--- start STORED RECORDS ---
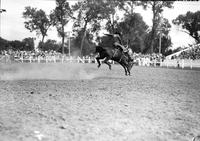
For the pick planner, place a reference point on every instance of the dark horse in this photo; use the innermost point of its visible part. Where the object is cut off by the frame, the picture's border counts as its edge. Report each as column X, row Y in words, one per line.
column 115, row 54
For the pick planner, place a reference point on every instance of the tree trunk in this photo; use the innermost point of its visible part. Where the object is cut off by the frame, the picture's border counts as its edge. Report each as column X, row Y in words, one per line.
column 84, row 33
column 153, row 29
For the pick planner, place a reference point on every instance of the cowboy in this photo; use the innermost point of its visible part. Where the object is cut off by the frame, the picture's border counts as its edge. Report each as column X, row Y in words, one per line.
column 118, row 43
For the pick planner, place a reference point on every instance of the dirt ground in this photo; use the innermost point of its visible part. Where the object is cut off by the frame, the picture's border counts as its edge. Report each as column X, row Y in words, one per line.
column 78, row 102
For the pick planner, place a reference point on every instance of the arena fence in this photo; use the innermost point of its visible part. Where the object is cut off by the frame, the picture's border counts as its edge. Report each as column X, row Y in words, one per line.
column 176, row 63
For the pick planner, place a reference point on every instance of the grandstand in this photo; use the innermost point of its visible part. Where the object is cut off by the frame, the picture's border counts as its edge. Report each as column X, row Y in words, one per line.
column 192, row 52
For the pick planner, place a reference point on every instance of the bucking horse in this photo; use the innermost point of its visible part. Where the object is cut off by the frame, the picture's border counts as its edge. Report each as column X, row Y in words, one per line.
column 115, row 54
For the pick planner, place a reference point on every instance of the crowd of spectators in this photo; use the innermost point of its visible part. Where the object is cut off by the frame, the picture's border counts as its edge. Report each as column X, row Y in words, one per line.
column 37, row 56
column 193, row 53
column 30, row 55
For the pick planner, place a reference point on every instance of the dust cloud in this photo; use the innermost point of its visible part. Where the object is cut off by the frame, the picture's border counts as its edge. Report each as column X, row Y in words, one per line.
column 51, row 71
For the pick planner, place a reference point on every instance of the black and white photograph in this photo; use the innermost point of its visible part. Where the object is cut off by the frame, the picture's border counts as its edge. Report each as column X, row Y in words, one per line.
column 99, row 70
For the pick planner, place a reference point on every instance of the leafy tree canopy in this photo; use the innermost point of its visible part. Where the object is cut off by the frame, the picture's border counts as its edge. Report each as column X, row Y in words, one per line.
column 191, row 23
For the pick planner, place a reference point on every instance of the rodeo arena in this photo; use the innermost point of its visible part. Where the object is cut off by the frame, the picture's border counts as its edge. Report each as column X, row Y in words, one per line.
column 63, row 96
--- end STORED RECORDS ---
--- start STORED RECORDS ---
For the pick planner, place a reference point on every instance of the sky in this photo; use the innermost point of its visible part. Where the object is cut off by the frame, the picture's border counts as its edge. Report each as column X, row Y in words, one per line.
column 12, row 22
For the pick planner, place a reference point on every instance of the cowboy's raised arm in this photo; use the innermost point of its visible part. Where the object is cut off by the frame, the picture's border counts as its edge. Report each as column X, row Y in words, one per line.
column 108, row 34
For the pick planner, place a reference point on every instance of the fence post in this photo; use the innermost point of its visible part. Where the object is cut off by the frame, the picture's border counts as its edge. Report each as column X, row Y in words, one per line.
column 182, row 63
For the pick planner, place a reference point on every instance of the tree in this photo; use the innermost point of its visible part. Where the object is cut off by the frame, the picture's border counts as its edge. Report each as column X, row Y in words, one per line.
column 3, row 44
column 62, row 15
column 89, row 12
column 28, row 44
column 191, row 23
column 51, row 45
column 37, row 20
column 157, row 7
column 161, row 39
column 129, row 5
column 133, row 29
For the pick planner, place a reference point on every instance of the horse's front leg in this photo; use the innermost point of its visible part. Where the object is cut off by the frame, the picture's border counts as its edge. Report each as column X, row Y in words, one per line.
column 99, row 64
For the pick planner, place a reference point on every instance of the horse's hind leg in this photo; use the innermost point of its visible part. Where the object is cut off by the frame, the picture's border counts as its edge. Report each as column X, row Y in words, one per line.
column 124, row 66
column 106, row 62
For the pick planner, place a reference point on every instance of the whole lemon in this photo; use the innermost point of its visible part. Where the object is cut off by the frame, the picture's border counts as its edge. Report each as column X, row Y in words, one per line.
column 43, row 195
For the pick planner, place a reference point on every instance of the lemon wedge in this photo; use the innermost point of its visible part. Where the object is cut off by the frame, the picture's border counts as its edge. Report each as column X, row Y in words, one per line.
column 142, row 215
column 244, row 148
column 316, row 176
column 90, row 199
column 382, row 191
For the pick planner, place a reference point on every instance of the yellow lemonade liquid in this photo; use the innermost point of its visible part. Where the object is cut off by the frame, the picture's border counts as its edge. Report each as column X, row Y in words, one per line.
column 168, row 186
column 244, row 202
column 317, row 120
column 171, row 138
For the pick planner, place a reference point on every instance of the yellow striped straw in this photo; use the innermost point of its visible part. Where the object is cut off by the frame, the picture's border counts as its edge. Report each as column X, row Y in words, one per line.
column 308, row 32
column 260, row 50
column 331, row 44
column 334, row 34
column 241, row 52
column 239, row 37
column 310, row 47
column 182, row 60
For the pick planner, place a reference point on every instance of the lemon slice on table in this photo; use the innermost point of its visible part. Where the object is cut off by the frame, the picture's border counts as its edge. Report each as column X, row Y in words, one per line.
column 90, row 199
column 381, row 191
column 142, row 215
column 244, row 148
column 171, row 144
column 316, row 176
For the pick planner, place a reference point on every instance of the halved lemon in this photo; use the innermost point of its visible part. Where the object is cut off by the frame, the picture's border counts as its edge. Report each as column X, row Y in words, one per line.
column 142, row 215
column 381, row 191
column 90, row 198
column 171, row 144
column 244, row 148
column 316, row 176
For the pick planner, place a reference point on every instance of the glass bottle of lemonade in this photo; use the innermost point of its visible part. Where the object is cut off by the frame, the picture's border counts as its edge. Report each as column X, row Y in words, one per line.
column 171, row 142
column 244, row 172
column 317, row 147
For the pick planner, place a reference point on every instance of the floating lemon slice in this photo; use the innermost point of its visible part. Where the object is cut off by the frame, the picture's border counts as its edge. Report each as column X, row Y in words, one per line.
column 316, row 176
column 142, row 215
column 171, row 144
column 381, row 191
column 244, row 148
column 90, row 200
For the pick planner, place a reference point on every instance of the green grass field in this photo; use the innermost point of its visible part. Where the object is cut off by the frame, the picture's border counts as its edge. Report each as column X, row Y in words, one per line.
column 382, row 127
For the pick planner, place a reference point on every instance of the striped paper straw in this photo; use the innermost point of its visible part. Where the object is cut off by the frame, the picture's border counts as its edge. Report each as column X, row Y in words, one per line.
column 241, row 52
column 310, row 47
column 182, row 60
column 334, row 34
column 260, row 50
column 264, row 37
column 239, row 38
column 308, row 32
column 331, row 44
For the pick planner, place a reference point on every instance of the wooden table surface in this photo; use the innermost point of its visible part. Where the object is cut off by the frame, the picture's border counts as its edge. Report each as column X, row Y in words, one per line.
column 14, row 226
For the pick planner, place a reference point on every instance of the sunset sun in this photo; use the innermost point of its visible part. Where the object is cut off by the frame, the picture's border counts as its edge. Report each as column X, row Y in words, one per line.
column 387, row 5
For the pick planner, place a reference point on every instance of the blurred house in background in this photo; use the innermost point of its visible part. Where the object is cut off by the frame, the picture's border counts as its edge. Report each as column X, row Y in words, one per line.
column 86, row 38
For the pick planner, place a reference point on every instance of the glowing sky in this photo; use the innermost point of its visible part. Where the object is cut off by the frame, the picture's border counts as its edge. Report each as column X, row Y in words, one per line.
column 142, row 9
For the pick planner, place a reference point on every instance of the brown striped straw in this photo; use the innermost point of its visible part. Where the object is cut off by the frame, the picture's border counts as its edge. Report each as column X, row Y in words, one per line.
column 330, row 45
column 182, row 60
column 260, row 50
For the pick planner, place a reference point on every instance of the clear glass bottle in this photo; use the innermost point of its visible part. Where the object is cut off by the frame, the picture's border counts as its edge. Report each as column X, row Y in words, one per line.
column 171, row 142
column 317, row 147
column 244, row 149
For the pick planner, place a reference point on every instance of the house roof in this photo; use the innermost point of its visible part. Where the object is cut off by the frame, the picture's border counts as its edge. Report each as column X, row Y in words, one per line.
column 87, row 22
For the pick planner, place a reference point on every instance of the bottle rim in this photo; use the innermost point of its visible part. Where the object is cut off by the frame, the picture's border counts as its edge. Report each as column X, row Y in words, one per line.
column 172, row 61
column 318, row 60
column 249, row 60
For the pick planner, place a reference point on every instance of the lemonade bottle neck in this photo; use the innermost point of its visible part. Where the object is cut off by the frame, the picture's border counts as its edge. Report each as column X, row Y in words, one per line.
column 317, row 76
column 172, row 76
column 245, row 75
--- end STORED RECORDS ---
--- start STORED RECORDS ---
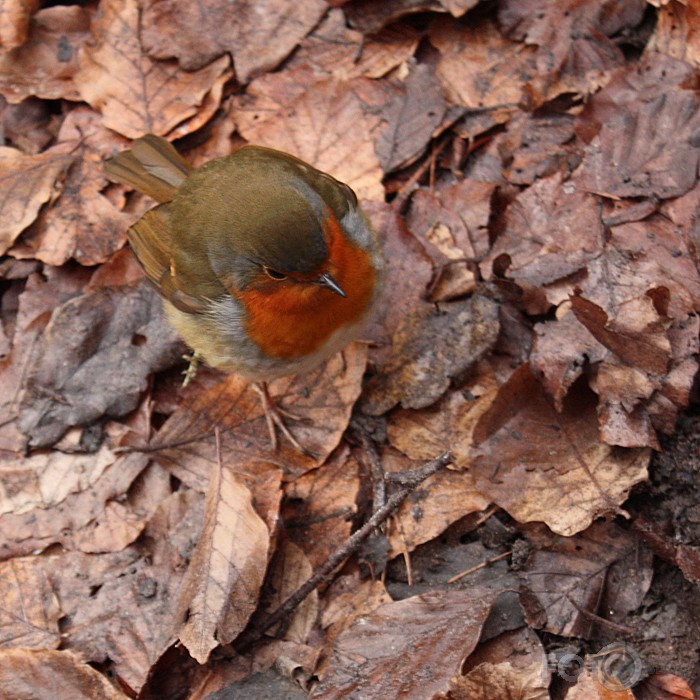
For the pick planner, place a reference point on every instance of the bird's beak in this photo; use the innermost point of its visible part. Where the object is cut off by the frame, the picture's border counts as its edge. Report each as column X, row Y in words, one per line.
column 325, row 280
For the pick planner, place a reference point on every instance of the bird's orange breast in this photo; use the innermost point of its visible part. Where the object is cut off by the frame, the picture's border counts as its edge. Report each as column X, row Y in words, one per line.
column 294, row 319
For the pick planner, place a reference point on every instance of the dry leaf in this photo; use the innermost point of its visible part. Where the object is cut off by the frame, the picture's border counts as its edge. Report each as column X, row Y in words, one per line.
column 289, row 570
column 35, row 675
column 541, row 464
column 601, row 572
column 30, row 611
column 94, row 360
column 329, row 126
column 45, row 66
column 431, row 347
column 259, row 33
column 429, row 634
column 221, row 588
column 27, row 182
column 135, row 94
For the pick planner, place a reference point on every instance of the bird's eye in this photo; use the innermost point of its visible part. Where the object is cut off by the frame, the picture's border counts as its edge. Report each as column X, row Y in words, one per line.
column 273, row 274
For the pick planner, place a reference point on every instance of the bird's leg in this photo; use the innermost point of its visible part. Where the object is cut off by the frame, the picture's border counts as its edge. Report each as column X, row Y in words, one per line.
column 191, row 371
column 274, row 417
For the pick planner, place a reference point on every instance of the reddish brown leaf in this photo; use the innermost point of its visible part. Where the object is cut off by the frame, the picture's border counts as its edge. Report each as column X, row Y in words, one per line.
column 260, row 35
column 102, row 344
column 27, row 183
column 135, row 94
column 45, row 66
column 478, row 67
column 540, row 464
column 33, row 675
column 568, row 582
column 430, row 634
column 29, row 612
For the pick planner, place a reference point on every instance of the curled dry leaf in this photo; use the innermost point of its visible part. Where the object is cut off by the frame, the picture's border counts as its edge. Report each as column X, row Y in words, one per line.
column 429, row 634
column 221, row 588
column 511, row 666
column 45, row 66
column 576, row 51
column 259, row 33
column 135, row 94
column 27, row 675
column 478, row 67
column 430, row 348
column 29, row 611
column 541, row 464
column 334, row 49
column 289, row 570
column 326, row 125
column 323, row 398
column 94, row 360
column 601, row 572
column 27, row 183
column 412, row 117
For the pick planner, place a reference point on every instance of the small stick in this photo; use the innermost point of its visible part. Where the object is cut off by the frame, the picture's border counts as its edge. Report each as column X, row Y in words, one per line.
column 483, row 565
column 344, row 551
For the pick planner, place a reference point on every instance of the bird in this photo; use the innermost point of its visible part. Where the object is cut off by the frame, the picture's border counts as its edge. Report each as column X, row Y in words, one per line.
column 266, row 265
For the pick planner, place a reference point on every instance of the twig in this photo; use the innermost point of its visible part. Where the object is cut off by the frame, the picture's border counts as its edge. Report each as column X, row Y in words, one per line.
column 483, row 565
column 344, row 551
--- end STORED RECORDS ---
Output the material from the line containing "of the fence" down to and including the line containing "column 133, row 29" as a two-column CSV with the headers instruction and answer. Give each instruction its own row with its answer beside it, put each field in quotation marks, and replace every line break inside a field with a space.

- **PROBLEM SOLUTION**:
instruction,answer
"For the pick planner, place a reference point on every instance of the fence post in this photo; use the innermost point of its visible part. Where the object is cut off by the frame, the picture's border counts as its edge. Report each as column X, row Y in words, one per line.","column 182, row 63"
"For the pick planner, place a reference point on every instance of the tree in this photo; use the innermost point of its visible part. Where the object is cut off by the frame, the picture's border counts as its edge. Report each as column X, row Y in words, one per line.","column 3, row 44 column 62, row 15 column 89, row 12 column 28, row 44 column 191, row 23 column 51, row 45 column 37, row 20 column 157, row 7 column 161, row 39 column 129, row 5 column 133, row 29"